SELECTED EXCERPT:
•••••

(709c) Semiconducting Triblock Terpolymers for Microstructured Organic Photovoltaics

Semiconducting polymers have become common electron-donating materials in organic photovoltaics (OPVs) and recent advances in the fabrication and post-processing of polymer?fullerene bulk heterojunction solar cells have allowed for devices with power conversion efficiencies of up to 7% to be realized. This increase is highly reliant on the thin film microphase separation of the active layer components, which significantly impacts the efficiency of charge separation for the bound electron-hole pair (exciton). An understanding of how exciton dissociation and the internal morphology of the active layer affects device performance would facilitate cell optimization and ultimately lead to higher efficiencies. Because block copolymers self-assemble on the same length scale as the exciton dissociation length, block copolymers containing a rigid, semiconducting moiety (rod) covalently linked to a flexible block (coil) have attracted increasing attention. However, systematic studies of model rod-coil diblock copolymers have shown that the range of thermodynamically stable microstructures available in these systems is limited. In fact, many organic photovoltaic heterojunction models have suggested that hexagonally packed cylinders with their long axis perpendicular to electrodes may serve as the most efficient active layer morphology; however, this microstructure is not accessed easily in many rod-coil diblock copolymer systems.

•••••

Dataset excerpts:
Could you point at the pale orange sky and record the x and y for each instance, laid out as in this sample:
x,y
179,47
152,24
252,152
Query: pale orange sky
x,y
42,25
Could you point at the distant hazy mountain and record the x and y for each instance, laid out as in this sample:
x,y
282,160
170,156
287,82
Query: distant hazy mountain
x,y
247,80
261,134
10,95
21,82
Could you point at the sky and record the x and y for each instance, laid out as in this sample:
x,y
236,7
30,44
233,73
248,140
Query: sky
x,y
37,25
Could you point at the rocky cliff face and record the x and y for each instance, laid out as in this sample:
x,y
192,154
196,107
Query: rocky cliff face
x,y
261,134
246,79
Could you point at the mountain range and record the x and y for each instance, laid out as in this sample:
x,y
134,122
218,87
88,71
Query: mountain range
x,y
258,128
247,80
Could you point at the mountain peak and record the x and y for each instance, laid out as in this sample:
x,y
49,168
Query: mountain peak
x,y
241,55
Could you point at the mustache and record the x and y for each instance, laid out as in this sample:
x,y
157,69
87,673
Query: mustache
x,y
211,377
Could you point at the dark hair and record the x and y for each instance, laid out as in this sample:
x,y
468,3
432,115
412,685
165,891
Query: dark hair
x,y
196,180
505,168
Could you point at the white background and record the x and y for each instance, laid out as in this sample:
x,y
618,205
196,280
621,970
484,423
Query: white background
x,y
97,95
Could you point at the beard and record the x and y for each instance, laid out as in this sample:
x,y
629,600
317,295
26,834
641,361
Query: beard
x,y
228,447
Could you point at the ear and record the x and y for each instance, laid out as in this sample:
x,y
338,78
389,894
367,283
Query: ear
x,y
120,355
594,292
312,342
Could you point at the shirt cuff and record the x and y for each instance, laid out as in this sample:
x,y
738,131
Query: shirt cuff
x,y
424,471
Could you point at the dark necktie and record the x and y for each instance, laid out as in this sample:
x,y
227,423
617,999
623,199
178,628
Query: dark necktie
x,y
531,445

•••••

WHAT THE EXERCISE ASKS:
Give a continuation of the abstract on semiconducting triblock terpolymers for organic photovoltaics, starting after its last sentence. These rows are separate from the text about semiconducting triblock terpolymers and have no connection to it.

SOLVED EXERCISE:
It is well-known that the addition of a third chemically distinct coil block to a coil-coil diblock copolymer allows for the creation of a multitude of additional thermodynamically stable morphologies in coil-coil-coil triblock terpolymer systems. By extending this paradigm to the realm of semiconducting block copolymers, we expect to access a wider variety of microstructures in functional block terpolymers. Here, we report on the synthesis, phase behavior, and semiconducting performance of an optoelectronically active rod-coil-coil triblock terpolymer. Combining the controlled reaction schemes of Seigrist polycondensation, anionic polymerization, and ?click? chemistry, we generate triblock terpolymers with tunable molecular weights, narrow molecular weight distributions, and easily manipulated rod volume fractions. The structure and thermodynamic behavior of this triblock terpolymer system is studied for a variety of rod compositions using differential scanning calorimetry (DSC), wide and small-angle x-ray scattering (WAXS and SAXS), and transmission electron microscopy (TEM). Importantly, we demonstrate the presence of hexagonally packed structures with characteristic domain spacings on the order of 10 nm over a wide window of rod volume fractions.